#### [WHAT TO WORK ON]
Show every line of the material below that contains the word "vent".

#### [EXTRACTED MATERIAL]
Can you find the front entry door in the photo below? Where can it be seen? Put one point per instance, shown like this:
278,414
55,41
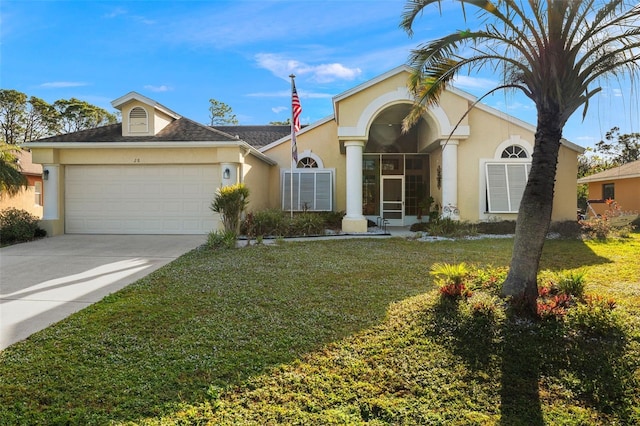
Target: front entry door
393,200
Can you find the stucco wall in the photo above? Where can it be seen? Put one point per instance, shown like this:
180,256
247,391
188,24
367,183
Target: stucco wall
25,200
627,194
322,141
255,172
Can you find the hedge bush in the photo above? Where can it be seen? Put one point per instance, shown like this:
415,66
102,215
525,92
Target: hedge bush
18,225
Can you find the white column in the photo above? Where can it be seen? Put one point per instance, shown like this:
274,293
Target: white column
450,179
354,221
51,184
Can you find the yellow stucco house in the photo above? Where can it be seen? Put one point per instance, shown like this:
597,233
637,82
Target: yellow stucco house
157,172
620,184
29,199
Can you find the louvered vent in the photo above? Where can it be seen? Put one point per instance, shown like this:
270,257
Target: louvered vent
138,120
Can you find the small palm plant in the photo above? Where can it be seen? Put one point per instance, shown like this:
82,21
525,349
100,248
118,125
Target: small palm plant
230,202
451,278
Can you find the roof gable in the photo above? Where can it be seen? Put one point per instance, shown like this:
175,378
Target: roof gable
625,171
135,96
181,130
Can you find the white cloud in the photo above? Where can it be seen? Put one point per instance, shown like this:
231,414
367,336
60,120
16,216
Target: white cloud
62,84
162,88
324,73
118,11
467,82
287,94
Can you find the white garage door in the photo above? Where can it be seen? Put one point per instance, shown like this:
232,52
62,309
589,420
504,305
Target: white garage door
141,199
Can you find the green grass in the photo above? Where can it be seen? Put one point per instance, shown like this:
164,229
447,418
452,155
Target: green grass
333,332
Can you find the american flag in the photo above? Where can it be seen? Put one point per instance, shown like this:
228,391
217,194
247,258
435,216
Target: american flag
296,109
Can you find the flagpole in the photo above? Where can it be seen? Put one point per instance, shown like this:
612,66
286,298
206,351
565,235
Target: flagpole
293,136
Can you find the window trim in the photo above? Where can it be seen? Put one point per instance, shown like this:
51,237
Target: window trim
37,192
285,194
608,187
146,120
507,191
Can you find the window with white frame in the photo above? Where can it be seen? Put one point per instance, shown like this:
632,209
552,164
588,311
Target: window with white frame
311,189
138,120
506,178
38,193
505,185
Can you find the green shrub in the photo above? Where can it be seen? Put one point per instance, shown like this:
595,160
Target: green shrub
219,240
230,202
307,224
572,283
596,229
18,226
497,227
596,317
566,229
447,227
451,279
---
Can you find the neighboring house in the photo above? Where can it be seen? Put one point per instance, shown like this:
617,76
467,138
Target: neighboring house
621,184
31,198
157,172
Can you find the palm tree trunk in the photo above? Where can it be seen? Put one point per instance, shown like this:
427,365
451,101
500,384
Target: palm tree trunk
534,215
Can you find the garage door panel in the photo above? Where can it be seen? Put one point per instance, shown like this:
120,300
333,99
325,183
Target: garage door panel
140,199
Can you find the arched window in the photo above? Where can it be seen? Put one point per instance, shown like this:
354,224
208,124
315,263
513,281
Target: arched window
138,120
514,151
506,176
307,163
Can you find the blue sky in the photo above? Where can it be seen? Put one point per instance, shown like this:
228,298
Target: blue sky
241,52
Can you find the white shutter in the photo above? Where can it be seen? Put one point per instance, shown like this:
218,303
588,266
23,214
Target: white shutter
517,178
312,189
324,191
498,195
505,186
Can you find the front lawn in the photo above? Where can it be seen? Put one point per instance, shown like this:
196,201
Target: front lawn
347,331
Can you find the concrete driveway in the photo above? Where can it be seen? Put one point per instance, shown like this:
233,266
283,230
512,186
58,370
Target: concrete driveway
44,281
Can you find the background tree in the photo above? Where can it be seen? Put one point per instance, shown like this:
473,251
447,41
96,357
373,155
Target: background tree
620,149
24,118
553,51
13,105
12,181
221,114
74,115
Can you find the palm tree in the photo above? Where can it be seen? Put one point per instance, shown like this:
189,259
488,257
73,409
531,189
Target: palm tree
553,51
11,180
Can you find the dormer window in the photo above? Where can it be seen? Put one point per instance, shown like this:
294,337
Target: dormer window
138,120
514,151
--
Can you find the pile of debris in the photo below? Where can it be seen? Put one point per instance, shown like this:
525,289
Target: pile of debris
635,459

#### [EXERCISE OUTPUT]
Can you find the louvered vent in the photo above? Where can it be seen? Put one point per instance, shown like this:
Target: louvered vent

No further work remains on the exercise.